#### Task requirements
What the answer must contain is every line of the records, exactly, with no pictures.

#### Input material
==*==
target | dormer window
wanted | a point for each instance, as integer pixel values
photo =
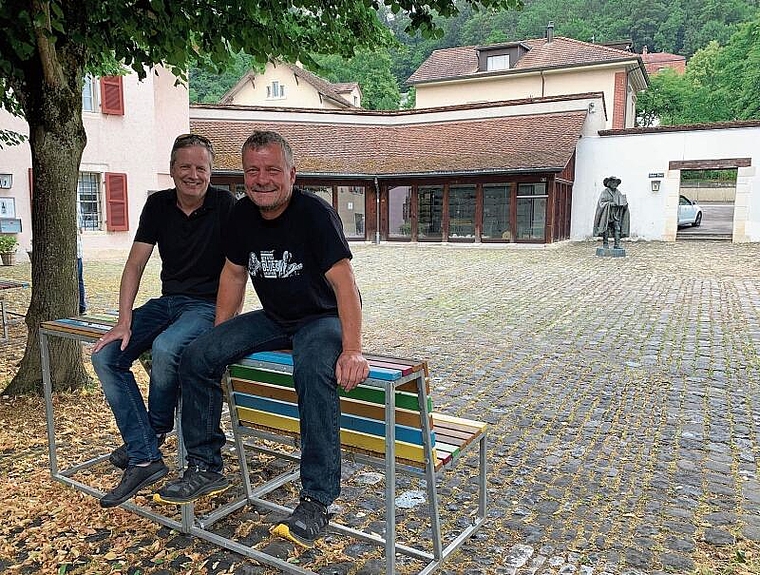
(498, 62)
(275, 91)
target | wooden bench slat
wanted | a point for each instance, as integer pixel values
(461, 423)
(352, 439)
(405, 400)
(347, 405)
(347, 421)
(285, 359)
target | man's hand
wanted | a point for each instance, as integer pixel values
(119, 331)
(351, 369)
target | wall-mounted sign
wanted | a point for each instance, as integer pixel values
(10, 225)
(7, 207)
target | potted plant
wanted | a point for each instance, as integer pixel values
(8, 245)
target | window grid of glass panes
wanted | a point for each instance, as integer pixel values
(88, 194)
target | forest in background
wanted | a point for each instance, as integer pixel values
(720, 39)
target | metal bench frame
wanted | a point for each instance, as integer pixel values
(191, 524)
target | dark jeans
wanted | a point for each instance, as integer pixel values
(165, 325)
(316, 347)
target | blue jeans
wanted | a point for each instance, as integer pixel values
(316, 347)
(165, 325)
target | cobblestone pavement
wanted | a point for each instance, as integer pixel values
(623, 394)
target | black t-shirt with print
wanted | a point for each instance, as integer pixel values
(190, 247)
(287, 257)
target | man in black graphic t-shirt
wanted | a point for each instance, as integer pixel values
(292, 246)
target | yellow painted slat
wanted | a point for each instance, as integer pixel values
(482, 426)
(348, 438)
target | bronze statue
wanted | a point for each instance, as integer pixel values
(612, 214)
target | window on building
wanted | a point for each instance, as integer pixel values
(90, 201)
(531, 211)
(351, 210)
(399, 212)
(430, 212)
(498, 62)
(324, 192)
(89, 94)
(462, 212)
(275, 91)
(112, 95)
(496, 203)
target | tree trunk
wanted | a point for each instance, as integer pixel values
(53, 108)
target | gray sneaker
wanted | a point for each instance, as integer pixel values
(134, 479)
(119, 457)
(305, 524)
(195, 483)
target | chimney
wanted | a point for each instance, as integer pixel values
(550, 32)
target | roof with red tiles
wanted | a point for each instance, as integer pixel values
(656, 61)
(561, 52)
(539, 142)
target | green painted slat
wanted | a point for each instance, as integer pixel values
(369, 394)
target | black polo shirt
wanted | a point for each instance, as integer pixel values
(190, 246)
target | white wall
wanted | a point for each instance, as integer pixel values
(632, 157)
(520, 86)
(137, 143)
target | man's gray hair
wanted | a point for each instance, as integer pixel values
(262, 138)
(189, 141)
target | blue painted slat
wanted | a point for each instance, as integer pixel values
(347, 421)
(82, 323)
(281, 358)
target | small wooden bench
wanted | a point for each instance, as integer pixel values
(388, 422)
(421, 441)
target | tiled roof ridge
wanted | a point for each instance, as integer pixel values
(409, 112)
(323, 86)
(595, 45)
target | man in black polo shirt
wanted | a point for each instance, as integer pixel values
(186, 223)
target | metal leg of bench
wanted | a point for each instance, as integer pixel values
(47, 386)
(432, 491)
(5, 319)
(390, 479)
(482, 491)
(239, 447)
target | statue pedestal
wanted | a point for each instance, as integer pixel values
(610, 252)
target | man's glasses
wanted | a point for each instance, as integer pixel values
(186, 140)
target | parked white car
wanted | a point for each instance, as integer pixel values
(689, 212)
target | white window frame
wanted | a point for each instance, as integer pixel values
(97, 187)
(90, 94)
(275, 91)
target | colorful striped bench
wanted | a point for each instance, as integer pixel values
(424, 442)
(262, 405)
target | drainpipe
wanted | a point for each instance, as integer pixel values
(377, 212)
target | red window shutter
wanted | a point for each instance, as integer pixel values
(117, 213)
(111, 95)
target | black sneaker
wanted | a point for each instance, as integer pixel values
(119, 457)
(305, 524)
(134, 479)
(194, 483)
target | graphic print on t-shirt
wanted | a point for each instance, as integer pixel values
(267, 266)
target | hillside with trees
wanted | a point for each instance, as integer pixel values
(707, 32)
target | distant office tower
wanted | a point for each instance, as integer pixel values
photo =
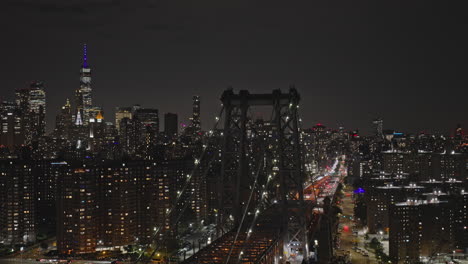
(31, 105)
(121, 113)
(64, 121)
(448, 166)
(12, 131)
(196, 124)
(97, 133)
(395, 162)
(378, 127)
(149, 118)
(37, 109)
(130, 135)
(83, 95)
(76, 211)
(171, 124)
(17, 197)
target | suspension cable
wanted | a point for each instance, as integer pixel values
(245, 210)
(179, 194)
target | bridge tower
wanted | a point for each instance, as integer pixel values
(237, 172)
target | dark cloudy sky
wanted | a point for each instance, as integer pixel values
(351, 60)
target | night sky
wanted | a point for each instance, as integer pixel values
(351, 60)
==*==
#### Result for this exercise
target | dormer window
wanted | a point for each instance, as integer pixel values
photo =
(498, 62)
(275, 91)
target | wooden bench slat
wanted | a point for each instance, as integer pixel values
(461, 423)
(352, 439)
(405, 400)
(347, 405)
(347, 421)
(285, 359)
target | man's hand
wanted | a point for each instance, as integer pixel values
(119, 331)
(351, 369)
target | wall-mounted sign
wanted | a point for each instance, as integer pixel values
(10, 225)
(7, 207)
target | potted plant
wanted | a point for each instance, as integer pixel values
(8, 245)
target | window grid of glass panes
wanted | a point for each instance, as integer pixel values
(88, 194)
target | forest in background
wanted | a point for each instance, as integer pixel values
(720, 39)
target | metal bench frame
wanted | a point for each instance, as integer pixel values
(191, 524)
target | dark jeans
wanted | a point for each instance, as integer pixel values
(165, 325)
(316, 347)
target | blue jeans
wanted | a point for each instance, as integer pixel values
(316, 347)
(165, 325)
target | cobblestone pavement
wanted | a point for each instance, as integer pixel values
(623, 394)
target | black t-shirt with print
wanted | a point for each instance, as integer pixel values
(190, 247)
(287, 257)
target | man in black graphic t-shirt
wanted | a point for each instance, as integer pixel values
(292, 246)
target | yellow painted slat
wanted | a point for each instance, as integer pixel values
(482, 426)
(348, 438)
target | bronze statue
wanted | a point for each instance, as integer pixel values
(612, 214)
target | window on building
wanted | a point for each instance, as integer pixel values
(90, 201)
(531, 211)
(351, 210)
(399, 212)
(430, 212)
(498, 62)
(324, 192)
(89, 94)
(462, 212)
(275, 91)
(112, 95)
(496, 203)
target | tree trunk
wanted | a point for each instance, as integer pixel values
(53, 108)
target | gray sneaker
wanted | a point for each instance, as integer pixel values
(134, 479)
(119, 457)
(305, 524)
(195, 483)
target | chimney
wanted | a point for each instance, as integer pixel values
(550, 32)
target | roof with red tiles
wanted | a point for each instance, as integer pixel values
(656, 61)
(561, 52)
(539, 142)
target | green painted slat
wanted | a point for each instance, as integer pixel values
(369, 394)
target | black polo shirt
wanted | a point for each instance, as integer pixel values
(190, 246)
target | white wall
wanted | a point for each instance, as integer pixel values
(632, 157)
(520, 86)
(137, 143)
target | man's gray hair
wanted | a point for each instance, as integer pixel values
(262, 138)
(189, 141)
target | blue painted slat
wanted | a point for each instance, as integer pixel values
(347, 421)
(82, 323)
(281, 358)
target | small wooden bench
wanted | a point for each instance, as integer pixel values
(388, 422)
(421, 441)
target | tiled roof ridge
wanted | a point for each instance, as integer pixel values
(409, 112)
(323, 86)
(595, 45)
target | man in black polo shirt
wanted | a point for each instance, as integer pixel values
(186, 223)
target | metal leg of bench
wanted | a point for each instance, as integer pixel values
(47, 386)
(432, 491)
(5, 319)
(390, 479)
(482, 491)
(239, 447)
target | statue pedestal
wanted | a point for each instance, as integer pixel values
(610, 252)
target | man's glasses
wanted | a point for each instance, as integer pixel values
(186, 140)
target | parked white car
wanted | a point for each instance, as integer pixel values
(689, 212)
target | white window frame
wanted | a point for each instance, as integer pixel values
(97, 187)
(90, 94)
(275, 91)
target | colorful striped bench
wanted | a point for each instance, as integer pixel values
(424, 442)
(262, 405)
target | drainpipe
wanted | a point for each instance, as integer pixel values
(377, 212)
target | red window shutter
wanted | a point for each instance, as integer pixel values
(117, 213)
(111, 95)
target | black sneaker
wanted | a point for each instance, as integer pixel values
(119, 457)
(305, 524)
(134, 479)
(194, 483)
target | graphic print on t-shirt
wanted | a point for each instance, as integer pixel values
(267, 266)
target | hillside with trees
wanted | a point for each instance, as integer pixel values
(707, 32)
target | distant office tower
wanted | a point for each instance, as integer pixel values
photo =
(31, 105)
(121, 113)
(64, 121)
(448, 166)
(12, 131)
(196, 124)
(97, 133)
(395, 162)
(378, 127)
(149, 118)
(37, 109)
(130, 135)
(83, 95)
(76, 211)
(171, 124)
(17, 197)
target | suspension cable
wanted | a point for each instance, as integer pixel values
(245, 210)
(179, 194)
target | bridge tower
wanted | a point for each instance, as integer pixel values
(237, 172)
target | dark cloudy sky
wanted | a point for each instance, as integer pixel values
(351, 60)
target | night sky
wanted | a point for each instance, as integer pixel values
(351, 60)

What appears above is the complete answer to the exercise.